Detalhes do exercício:
Edite o texto sobre o SUS de "Recentemente, Bill Gates" a "da população local?", trocando "elogiando" por "exaltando", e escreva o trecho resultante.

Texto fornecido:
..........
Recentemente, Bill Gates escreveu artigo elogiando o SUS (Sistema Único de Saúde), classificando-o como sistema único no mundo, que deveria ser referência para outros países. O que o faz tão especial? E por que não é percebido como tal por boa parte da população local?
Benfeitores filantrópicos em geral gostam de saber quais modelos de assistência funcionam bem. O SUS no Brasil e os sistemas do Chile e Costa Rica são os únicos a fornecer uma assistência à saúde mais completa na América Latina. Mas há um problema, pois tais modelos de assistência não resolvem as desigualdades plenas, que transcendem o cuidado médico e têm a ver com condições de habitação, educação, saneamento básico e nutrição. Tais determinantes sociais não são controlados por setores de cuidados com a saúde, estando mais relacionados à realidade em nível local. Há no Brasil importantes discrepâncias quanto ao acesso à água e esgoto. O SUS, implantado durante a transição política da ditadura militar para o regime democrático, é exemplo de sucesso com programas de imunização, grande impacto e muita credibilidade em algumas áreas. Mas este sucesso acaba sendo relativo por conta dos determinantes sociais.
..........
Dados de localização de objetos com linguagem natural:
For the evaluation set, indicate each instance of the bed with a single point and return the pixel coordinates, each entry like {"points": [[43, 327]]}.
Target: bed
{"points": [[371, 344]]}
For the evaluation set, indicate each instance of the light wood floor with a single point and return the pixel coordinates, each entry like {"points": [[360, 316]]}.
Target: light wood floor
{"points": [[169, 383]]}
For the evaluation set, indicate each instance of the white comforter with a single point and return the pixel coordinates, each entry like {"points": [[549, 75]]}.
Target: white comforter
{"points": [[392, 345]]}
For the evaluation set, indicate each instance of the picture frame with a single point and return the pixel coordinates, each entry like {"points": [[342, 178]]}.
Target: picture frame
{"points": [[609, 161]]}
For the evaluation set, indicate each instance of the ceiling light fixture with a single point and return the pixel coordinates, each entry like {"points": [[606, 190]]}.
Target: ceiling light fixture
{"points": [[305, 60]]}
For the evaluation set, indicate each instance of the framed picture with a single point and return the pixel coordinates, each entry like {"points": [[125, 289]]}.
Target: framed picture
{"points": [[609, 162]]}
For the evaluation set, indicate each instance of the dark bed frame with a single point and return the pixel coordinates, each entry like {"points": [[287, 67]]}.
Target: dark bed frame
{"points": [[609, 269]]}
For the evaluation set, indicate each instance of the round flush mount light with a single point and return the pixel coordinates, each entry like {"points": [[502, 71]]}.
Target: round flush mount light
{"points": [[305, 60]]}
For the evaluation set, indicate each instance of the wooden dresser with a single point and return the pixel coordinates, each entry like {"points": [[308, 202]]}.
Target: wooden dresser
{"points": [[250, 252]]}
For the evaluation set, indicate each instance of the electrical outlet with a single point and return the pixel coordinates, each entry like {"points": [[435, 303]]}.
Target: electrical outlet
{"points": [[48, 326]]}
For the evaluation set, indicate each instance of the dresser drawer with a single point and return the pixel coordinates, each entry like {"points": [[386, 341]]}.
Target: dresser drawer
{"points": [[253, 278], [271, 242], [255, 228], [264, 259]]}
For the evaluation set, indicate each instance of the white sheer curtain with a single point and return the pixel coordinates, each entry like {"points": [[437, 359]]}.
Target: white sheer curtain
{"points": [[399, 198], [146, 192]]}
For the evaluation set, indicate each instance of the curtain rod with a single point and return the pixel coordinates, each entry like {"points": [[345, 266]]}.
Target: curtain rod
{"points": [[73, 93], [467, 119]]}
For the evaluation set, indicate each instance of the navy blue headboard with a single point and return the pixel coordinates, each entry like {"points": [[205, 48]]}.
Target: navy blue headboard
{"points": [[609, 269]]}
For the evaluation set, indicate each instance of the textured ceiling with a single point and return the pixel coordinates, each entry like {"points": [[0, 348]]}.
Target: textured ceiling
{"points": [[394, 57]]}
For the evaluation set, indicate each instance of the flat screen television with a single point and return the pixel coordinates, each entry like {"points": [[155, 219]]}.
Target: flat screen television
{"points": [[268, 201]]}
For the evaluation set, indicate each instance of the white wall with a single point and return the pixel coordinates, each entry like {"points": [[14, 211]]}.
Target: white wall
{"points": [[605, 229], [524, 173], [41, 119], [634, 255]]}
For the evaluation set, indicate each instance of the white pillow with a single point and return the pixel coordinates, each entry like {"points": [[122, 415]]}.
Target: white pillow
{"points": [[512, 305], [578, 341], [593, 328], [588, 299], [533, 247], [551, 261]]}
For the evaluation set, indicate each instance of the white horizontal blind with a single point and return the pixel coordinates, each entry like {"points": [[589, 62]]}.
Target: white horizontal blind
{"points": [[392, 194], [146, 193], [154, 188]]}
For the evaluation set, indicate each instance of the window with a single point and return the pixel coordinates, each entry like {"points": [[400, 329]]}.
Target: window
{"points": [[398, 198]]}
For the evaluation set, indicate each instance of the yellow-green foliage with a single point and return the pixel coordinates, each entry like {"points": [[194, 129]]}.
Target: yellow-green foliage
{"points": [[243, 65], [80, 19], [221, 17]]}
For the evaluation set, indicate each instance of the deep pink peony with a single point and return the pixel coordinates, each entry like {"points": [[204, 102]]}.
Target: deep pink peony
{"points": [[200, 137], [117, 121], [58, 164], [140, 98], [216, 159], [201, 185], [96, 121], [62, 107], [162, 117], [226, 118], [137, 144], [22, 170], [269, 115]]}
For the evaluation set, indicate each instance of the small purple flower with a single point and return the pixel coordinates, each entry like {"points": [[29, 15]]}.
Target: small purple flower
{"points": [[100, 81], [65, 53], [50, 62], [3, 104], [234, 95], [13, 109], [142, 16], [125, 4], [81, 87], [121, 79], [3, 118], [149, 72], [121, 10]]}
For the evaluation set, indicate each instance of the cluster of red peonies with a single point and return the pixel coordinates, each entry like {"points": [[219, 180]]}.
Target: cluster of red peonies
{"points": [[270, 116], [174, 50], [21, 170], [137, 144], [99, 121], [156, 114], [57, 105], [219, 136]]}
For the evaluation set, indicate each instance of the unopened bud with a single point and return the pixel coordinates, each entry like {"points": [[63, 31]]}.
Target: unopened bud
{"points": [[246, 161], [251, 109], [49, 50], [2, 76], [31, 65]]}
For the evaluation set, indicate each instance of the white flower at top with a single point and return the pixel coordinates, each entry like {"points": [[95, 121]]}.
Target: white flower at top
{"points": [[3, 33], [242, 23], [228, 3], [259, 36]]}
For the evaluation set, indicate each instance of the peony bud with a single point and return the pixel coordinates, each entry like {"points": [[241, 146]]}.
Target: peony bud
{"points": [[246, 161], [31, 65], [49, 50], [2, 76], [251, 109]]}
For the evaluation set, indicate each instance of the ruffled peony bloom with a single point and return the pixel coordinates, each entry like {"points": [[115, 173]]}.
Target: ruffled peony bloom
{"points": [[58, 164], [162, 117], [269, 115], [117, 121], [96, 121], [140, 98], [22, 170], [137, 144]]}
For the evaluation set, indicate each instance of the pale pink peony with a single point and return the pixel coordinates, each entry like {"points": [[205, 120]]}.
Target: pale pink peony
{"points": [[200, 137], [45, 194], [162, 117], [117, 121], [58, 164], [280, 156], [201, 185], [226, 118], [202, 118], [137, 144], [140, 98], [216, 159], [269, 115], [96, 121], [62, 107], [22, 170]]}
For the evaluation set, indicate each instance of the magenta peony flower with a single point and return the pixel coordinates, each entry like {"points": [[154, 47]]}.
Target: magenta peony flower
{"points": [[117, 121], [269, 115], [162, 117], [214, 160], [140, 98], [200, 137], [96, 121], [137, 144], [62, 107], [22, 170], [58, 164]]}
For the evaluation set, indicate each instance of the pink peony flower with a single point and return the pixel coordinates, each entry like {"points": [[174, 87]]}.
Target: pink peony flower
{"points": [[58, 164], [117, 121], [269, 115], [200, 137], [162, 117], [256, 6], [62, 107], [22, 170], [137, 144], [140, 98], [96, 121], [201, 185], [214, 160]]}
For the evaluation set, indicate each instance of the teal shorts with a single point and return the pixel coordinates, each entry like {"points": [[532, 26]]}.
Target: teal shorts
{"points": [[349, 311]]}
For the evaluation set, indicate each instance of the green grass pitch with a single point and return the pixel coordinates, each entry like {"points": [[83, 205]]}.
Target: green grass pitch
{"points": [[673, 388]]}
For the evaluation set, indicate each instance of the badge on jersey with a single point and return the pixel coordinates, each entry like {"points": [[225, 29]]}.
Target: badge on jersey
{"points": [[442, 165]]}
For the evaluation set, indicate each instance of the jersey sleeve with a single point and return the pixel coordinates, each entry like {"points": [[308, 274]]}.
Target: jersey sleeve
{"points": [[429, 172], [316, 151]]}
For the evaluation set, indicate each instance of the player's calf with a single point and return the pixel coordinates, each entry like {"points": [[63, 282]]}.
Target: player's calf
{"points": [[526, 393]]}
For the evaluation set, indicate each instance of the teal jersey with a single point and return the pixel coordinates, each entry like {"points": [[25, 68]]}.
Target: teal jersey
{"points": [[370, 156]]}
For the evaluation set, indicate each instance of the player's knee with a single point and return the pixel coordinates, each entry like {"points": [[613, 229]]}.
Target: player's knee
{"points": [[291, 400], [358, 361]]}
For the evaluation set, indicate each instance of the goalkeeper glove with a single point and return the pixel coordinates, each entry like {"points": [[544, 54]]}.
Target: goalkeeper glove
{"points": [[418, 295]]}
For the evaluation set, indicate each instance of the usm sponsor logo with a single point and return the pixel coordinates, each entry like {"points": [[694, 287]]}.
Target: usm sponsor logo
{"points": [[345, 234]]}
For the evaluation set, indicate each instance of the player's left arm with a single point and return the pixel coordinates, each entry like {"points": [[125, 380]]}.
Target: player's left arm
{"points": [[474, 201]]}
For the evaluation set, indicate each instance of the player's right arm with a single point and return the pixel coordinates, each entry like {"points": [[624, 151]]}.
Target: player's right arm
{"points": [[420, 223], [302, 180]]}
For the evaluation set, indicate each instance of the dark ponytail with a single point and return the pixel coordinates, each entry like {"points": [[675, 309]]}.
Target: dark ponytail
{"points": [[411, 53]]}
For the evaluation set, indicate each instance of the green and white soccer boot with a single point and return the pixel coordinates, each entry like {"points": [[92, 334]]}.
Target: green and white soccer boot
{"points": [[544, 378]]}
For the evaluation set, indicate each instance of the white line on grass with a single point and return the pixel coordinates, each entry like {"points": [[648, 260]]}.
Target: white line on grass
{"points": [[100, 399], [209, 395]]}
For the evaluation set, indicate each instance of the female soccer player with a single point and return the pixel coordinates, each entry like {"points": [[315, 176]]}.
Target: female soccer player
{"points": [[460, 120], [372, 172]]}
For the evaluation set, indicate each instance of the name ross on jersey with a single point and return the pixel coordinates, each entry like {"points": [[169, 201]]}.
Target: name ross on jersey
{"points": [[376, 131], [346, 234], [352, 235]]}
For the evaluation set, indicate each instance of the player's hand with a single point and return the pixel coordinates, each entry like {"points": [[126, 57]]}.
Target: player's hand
..........
Sua solução:
Recentemente, Bill Gates escreveu artigo exaltando o SUS (Sistema Único de Saúde), classificando-o como sistema único no mundo, que deveria ser referência para outros países. O que o faz tão especial? E por que não é percebido como tal por boa parte da população local?